__EXERCISE PROMPT__
Print everything in the tech news briefs from "AMD has released" down to "notebook card. (SlashDot)(ZDNet)(CNET)(AMD)", word for word.

Opinion about Microsoft’s PowerPoint business presentation software is fairly polarized, but now a group in Switzerland is taking issue and making their objections political. The Anti-PowerPoint Party (APPP) is a political party seeking to ban the application, along with other presentation software, as well as run candidates for national office in October. The group claims presentation software costs the Swiss economy 2.1 billion Swiss francs (US$2.5 billion) annually. Across Europe, it says the economic loss is €110 billion (US$160 billion). It bases the figures on “unverified assumptions about the number of employees attending presentations each week, and supposes that 85 percent of those employees see no purpose in the presentations,” according to CIO. Matthias Poehm, the party’s founder is also author of The PowerPoint Fallacy. He confirmed that the creation of the party is designed to promote the book, but he claims people need to know that there are alternatives to PowerPoint -- namely, the flipchart. Microsoft has reportedly not responded to requests for comment.  (CIO)(The Daily Mail)(Anti-PowerPoint Party)

Microsoft Pressing Customers to Jettison Windows XP

Although Microsoft’s Windows XP is not scheduled to be retired until April 2014, the company is telling its customers to adopt another operating system. At Microsoft’s Worldwide Partner Conference in Los Angeles this week, CEO Steve Ballmer said that although 400 million Windows 7 licenses have been sold, between half and two-thirds of PCs are still using Windows XP. “Windows XP had an amazing run and millions of PC users are grateful for it. But it's time to move on,” Stephen Rose wrote on the Windows Team Blog. Effective 8 April 2014, security patches and hotfixes will no longer be available for Windows XP; the company has already limited its support for the OS. Some pundits suspect both consumer and enterprise users may be waiting for Windows 8, tentatively due out in 2012, rather than switch to Windows 7. The company is also reportedly urging customers to upgrade from Internet Explorer 6. (PC World)(The Guardian)(Windows Team Blog)

AMD Launches New GPU Mobile Graphics Card

AMD has released what it claims is the world's fastest single-GPU mobile graphics card. The Radeon HD 6990M is reportedly the mobile market’s equivalent to the AMD Radeon HD 6990 PCI Express. The device has 1.7 billion transistors on a single die and reportedly has a clock speed of 715 MHz and 1.6 tFLOPS of computing power. The company says it is targeting the card specifically at mobile gamers needing enhanced performance and power for their notebook computers. Market rival NVIDIA released the GeForce GTX 580M several weeks ago, which it claimed was the world’s fastest notebook card. (SlashDot)(ZDNet)(CNET)(AMD)

__EXTRACTED INFORMATION__
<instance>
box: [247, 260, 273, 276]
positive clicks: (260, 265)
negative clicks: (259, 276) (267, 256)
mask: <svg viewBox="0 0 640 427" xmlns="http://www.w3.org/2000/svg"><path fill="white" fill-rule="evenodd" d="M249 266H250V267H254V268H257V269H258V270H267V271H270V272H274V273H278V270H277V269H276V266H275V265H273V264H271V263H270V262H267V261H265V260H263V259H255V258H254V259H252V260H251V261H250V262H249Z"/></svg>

__RESPONSE TO THE TASK__
AMD has released what it claims is the world's fastest single-GPU mobile graphics card. The Radeon HD 6990M is reportedly the mobile market’s equivalent to the AMD Radeon HD 6990 PCI Express. The device has 1.7 billion transistors on a single die and reportedly has a clock speed of 715 MHz and 1.6 tFLOPS of computing power. The company says it is targeting the card specifically at mobile gamers needing enhanced performance and power for their notebook computers. Market rival NVIDIA released the GeForce GTX 580M several weeks ago, which it claimed was the world’s fastest notebook card. (SlashDot)(ZDNet)(CNET)(AMD)